Task goal -
Please copy, word for word, the lines starting with the line that contains "--target=silver key --vertices=whole-pixels" and going on through the end of the rows.

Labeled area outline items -
↓
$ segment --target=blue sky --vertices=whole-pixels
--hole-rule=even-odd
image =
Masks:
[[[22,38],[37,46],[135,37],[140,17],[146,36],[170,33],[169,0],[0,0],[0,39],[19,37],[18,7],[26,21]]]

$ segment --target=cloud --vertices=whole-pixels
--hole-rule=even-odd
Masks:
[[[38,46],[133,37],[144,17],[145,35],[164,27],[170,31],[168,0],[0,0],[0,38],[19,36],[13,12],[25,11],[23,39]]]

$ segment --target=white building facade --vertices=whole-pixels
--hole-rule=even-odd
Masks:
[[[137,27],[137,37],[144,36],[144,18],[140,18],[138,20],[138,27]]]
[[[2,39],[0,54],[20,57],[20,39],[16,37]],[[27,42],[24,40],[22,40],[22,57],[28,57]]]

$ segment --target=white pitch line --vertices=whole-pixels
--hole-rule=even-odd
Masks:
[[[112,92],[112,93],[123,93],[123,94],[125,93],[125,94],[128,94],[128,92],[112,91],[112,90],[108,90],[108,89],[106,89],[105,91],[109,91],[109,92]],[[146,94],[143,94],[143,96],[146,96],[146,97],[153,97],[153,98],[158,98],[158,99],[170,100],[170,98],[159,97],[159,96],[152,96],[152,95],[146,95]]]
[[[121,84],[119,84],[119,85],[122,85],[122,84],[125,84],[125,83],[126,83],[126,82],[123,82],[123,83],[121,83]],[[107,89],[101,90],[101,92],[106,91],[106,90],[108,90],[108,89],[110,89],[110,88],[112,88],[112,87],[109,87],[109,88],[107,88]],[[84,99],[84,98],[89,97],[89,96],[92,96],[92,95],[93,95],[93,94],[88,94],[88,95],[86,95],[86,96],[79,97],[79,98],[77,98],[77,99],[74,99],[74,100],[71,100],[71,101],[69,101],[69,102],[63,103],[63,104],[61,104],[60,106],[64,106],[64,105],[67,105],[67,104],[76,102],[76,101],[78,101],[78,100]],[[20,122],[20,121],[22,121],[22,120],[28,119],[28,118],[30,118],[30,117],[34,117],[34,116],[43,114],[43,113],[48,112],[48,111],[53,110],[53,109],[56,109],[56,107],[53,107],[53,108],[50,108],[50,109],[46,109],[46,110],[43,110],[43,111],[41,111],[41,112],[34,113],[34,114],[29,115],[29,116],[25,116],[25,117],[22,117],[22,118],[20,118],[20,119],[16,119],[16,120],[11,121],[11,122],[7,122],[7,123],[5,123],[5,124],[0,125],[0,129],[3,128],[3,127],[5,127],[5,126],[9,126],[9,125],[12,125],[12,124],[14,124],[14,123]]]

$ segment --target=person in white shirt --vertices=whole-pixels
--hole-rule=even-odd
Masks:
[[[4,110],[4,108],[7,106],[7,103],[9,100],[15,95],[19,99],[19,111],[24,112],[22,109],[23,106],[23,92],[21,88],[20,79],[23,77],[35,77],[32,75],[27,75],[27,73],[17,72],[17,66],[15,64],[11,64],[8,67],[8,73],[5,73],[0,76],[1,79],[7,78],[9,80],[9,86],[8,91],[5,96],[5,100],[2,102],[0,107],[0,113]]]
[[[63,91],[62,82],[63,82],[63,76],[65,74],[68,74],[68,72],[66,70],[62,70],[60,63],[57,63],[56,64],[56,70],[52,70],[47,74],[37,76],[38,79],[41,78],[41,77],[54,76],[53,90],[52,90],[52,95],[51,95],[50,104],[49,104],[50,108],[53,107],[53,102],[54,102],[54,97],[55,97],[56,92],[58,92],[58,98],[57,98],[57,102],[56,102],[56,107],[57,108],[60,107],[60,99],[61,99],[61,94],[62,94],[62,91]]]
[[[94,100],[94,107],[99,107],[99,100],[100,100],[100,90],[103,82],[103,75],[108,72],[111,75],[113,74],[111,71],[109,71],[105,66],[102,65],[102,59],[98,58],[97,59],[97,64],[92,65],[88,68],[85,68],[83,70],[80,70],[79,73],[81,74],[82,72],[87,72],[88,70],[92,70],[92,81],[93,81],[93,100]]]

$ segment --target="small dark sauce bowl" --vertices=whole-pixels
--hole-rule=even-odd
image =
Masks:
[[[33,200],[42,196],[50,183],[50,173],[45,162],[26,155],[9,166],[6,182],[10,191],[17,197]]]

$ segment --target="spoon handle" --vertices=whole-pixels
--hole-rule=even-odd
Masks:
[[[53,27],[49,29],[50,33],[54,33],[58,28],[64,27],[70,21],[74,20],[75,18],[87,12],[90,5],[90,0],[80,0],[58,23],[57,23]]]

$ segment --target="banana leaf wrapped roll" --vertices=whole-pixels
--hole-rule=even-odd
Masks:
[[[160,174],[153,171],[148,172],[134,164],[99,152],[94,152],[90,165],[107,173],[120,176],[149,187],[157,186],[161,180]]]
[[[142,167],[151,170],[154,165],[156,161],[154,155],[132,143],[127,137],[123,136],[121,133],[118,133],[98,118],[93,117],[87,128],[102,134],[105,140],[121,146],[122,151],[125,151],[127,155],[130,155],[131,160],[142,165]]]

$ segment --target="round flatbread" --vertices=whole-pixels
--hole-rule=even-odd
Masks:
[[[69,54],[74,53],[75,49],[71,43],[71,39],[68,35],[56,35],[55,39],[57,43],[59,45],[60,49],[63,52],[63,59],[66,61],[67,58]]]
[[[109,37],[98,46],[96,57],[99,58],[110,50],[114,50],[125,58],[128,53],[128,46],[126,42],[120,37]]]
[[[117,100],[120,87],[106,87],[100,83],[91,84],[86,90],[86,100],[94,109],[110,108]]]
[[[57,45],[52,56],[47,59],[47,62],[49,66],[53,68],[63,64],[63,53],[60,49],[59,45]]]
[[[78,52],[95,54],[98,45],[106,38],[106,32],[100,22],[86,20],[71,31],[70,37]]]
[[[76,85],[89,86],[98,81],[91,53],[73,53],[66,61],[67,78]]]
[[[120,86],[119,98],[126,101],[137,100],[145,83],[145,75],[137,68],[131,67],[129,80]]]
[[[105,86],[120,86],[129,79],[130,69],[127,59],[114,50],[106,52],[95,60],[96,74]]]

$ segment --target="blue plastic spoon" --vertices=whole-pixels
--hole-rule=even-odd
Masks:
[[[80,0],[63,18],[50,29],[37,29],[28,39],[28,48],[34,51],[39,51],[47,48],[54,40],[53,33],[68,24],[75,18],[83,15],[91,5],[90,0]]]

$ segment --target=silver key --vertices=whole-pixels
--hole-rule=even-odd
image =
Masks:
↑
Task answer -
$ segment --target=silver key --vertices=whole-pixels
--hole-rule=even-odd
image =
Masks:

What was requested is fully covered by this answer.